Boycotting means to voluntarily abstain from using, buying, or dealing with something as a form of protest.
ZSL believes that boycotting palm oil entirely is not a practical solution. This is because such a boycott would remove support for the millions of people who work in the palm oil industry – many of them small-scale farmers – by depriving them of opportunities to adopt a sustainable business model and transform the situation on the ground for the better.
If we reduce demand for sustainable palm oil, businesses will continue to operate as usual and sell unsustainable palm oil to customers who care less about its negative impact on the environment. Companies will have little incentive to raise their standards and get certified.
Watch WWF’s video for more information on sustainable palm oil production.
Given that the production of palm oil is a significant source of employment and economic development in developing countries in the tropics and it is currently the most productive vegetable oil crop per hectare, future increases in production seem inevitable. Therefore, if we are concerned about potential increases in deforestation and pollution, we must create demand for producers to reduce these negative impacts.
ZSL is an active member of the Roundtable on Sustainable Palm Oil (RSPO) certification scheme, and we work directly with palm oil companies, particularly in Indonesia, to help them monitor the landscapes in which they operate, to improve their policies, and make themselves more transparent via our company assessments.
What are the alternatives?
Although there are alternatives to palm oil, such as soybean or rapeseed oil, these vegetable oils also come with their own set of problems.

########

» Exercise directions: In the palm oil text, starting with "ZSL is an active" and going on through "set of problems.", write the passage out again but swap "Indonesia" for "Malaysia". None of the lines is needed here.

########

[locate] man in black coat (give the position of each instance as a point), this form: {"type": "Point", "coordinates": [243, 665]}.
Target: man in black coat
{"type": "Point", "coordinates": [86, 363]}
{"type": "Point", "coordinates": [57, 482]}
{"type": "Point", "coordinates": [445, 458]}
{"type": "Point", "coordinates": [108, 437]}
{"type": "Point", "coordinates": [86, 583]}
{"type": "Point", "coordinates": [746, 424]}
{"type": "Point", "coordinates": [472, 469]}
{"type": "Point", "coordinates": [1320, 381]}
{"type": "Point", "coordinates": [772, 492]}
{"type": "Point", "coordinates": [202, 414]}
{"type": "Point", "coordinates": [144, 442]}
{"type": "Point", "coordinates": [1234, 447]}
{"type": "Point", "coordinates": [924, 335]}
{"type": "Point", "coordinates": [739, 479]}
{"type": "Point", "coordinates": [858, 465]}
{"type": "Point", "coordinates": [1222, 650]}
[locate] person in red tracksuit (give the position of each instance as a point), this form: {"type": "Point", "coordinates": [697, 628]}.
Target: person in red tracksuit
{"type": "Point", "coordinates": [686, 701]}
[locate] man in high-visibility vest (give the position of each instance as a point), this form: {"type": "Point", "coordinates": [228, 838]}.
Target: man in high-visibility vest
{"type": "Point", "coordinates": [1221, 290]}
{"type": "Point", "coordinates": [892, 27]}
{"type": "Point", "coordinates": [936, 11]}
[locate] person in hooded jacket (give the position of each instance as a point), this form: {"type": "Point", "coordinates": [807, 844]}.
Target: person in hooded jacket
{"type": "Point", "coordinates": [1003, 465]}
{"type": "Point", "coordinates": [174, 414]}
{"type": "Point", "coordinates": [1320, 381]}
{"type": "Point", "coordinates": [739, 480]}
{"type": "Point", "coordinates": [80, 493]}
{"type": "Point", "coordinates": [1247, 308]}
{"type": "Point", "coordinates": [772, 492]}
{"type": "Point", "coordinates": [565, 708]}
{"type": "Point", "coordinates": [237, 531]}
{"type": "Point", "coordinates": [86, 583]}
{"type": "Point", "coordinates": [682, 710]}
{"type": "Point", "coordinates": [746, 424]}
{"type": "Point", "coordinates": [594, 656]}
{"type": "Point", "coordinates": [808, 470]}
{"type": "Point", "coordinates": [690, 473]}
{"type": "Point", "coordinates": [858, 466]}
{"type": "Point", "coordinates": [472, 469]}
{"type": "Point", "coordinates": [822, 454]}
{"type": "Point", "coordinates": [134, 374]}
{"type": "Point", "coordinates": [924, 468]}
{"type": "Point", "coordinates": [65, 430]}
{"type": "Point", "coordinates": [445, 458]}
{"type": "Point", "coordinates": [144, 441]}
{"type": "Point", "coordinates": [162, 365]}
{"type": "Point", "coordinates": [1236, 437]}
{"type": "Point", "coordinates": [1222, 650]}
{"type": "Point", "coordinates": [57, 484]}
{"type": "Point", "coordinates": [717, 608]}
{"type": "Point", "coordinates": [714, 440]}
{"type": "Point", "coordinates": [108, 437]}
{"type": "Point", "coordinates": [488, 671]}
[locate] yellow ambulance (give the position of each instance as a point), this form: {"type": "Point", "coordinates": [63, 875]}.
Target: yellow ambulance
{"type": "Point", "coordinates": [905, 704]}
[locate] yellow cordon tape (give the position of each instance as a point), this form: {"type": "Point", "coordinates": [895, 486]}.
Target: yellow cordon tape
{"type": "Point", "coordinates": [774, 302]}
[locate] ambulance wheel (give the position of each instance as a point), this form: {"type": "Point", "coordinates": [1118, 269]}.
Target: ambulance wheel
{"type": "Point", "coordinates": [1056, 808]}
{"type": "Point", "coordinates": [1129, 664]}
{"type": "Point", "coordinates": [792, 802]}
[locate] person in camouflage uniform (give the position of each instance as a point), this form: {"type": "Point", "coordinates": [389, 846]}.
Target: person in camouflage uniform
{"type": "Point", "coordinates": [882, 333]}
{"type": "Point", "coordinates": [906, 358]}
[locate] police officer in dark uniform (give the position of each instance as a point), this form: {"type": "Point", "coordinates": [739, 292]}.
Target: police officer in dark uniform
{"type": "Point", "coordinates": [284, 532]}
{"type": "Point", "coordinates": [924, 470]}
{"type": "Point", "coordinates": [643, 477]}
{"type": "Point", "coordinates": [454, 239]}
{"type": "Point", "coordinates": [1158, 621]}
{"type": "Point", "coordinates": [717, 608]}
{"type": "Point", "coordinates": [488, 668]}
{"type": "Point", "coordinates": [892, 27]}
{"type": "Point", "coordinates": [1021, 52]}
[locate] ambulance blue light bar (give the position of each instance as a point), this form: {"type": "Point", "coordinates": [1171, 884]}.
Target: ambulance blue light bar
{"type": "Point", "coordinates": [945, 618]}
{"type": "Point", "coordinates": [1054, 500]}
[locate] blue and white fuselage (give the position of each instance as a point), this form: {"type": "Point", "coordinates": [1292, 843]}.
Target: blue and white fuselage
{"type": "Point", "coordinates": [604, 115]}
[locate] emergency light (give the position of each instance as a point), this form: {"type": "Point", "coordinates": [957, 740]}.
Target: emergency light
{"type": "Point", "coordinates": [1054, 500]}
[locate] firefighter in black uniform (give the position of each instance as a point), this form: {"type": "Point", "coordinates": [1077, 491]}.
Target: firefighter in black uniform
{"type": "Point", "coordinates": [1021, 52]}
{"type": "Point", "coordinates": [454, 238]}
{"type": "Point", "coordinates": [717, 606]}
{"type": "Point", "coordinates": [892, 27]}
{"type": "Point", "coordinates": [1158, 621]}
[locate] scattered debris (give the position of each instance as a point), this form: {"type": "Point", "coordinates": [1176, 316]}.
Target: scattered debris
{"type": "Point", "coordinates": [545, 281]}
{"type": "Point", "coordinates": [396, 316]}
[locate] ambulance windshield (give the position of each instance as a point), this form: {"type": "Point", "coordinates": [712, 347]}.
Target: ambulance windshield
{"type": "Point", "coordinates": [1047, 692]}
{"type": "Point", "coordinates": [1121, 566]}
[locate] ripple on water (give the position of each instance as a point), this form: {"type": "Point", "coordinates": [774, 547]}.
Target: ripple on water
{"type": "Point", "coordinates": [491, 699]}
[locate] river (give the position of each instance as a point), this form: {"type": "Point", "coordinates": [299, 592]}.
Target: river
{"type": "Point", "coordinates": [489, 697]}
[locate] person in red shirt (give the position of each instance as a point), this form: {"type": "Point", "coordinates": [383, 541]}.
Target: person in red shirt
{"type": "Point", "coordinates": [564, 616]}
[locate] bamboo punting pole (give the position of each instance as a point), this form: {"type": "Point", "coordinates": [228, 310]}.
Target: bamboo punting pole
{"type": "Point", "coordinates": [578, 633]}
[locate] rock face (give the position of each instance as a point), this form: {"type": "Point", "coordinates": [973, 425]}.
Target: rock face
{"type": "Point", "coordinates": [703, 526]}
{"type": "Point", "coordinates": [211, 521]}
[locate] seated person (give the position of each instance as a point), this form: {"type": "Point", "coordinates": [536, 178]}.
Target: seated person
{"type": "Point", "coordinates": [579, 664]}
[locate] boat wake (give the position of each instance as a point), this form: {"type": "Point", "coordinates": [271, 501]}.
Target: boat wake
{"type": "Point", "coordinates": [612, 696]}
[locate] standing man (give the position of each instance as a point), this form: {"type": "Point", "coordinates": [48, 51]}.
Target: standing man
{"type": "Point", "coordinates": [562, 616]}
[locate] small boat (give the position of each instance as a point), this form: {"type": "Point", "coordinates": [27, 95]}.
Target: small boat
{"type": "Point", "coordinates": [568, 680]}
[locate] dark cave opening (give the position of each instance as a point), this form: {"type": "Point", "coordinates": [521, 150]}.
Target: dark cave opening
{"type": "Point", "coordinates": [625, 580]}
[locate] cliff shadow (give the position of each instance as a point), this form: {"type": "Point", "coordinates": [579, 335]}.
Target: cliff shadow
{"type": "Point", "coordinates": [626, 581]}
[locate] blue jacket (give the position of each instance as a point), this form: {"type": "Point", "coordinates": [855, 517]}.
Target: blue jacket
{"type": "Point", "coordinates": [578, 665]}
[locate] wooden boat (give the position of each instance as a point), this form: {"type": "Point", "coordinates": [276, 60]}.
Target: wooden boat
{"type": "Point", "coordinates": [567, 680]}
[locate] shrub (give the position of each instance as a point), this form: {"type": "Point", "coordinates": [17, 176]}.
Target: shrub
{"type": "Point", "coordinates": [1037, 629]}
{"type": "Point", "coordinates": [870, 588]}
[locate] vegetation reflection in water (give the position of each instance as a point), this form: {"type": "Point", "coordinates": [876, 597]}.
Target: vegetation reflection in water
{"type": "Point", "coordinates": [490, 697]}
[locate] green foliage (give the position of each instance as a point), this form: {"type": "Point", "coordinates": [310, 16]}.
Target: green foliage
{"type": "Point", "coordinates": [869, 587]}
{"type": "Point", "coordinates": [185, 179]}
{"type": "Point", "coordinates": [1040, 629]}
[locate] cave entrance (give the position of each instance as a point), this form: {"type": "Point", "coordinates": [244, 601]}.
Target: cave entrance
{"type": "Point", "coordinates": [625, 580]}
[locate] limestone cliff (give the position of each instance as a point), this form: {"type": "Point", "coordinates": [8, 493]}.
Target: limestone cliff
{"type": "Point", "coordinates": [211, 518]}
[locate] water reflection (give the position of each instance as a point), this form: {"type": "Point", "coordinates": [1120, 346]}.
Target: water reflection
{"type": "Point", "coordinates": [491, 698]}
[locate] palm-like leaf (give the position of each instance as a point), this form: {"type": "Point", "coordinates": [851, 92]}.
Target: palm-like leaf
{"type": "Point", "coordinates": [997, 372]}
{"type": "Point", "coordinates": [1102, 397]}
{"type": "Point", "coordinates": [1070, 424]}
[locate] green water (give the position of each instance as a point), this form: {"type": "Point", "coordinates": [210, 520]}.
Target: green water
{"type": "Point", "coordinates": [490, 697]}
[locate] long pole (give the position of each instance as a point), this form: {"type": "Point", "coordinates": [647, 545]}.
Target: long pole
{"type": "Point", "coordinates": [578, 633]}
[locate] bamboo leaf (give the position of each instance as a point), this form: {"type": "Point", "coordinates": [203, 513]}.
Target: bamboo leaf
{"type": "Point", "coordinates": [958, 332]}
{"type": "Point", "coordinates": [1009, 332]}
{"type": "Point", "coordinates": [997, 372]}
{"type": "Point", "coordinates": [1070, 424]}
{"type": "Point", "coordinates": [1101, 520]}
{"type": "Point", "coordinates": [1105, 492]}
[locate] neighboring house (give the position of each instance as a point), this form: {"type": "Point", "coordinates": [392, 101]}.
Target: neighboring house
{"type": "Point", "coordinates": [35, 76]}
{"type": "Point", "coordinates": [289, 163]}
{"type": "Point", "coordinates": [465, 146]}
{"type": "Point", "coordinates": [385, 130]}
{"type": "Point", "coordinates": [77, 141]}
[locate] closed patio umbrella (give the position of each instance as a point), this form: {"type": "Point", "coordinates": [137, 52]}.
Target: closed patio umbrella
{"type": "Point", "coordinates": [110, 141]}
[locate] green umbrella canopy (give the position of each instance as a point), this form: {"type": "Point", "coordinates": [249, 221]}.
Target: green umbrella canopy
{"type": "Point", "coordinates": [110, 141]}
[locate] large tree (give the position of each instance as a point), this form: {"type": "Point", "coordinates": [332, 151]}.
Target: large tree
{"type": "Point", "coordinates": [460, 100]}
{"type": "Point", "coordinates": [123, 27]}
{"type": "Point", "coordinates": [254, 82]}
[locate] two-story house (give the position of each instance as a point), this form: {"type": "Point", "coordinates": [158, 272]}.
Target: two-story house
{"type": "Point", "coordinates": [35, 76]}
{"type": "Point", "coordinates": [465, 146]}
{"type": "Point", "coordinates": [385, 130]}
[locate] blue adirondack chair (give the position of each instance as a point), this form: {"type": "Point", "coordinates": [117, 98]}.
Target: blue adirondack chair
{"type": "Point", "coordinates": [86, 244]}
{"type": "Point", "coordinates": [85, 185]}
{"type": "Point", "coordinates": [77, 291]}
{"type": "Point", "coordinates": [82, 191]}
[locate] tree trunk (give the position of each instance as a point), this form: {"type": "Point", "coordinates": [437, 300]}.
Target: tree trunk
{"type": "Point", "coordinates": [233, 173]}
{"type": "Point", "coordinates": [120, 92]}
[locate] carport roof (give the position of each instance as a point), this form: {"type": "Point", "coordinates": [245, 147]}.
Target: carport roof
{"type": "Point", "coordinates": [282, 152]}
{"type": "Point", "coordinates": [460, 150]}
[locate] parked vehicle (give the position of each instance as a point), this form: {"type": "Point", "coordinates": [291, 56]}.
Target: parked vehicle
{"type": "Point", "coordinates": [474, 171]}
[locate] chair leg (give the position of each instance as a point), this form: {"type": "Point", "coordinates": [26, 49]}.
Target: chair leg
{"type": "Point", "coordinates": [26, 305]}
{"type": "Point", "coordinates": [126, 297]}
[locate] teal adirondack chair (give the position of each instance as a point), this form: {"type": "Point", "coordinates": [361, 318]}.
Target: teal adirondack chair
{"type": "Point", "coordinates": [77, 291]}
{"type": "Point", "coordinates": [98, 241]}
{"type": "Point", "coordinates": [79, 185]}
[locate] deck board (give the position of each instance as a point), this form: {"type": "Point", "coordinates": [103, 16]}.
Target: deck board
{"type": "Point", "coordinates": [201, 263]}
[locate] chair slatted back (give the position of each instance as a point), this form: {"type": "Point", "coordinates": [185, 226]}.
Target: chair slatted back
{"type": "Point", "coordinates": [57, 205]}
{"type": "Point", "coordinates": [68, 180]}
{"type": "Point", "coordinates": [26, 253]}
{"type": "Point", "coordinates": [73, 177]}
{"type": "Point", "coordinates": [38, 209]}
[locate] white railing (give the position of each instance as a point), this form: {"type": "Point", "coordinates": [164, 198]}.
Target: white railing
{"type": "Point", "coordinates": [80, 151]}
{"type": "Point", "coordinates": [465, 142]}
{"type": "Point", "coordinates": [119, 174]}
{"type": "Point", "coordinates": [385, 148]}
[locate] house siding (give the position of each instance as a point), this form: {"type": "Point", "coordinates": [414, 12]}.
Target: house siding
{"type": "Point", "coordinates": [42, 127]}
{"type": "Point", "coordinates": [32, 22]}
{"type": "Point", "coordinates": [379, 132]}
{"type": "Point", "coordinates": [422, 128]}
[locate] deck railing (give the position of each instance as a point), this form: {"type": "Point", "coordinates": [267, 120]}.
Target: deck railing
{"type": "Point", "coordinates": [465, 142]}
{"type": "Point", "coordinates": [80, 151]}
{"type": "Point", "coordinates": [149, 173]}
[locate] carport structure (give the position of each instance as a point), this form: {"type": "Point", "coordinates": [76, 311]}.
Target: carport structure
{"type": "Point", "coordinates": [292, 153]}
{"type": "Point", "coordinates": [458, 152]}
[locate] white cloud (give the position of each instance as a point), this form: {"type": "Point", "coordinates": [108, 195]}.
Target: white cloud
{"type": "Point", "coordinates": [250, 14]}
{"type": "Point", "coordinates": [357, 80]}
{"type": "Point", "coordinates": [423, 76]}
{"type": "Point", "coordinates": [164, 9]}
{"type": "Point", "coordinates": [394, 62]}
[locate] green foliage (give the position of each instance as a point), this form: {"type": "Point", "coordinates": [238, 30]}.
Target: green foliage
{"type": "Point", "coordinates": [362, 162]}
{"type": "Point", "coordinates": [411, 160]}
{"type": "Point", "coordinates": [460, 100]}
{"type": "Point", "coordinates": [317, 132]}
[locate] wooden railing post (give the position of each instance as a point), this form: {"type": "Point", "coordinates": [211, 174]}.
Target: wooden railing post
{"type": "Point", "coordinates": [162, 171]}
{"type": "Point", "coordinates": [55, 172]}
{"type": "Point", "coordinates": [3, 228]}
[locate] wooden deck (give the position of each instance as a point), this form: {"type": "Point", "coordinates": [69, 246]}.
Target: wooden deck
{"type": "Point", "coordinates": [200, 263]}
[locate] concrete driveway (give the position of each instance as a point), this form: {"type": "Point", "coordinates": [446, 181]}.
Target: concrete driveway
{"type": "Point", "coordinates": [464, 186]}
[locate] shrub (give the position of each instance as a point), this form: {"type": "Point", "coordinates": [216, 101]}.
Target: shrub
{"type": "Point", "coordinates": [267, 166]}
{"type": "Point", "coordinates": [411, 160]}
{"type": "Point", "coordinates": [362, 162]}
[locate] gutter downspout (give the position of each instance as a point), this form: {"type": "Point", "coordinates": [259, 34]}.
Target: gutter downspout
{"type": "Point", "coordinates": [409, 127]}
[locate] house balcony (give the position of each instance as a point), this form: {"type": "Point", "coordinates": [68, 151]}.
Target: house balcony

########

» Solution for this exercise:
ZSL is an active member of the Roundtable on Sustainable Palm Oil (RSPO) certification scheme, and we work directly with palm oil companies, particularly in Malaysia, to help them monitor the landscapes in which they operate, to improve their policies, and make themselves more transparent via our company assessments.
What are the alternatives?
Although there are alternatives to palm oil, such as soybean or rapeseed oil, these vegetable oils also come with their own set of problems.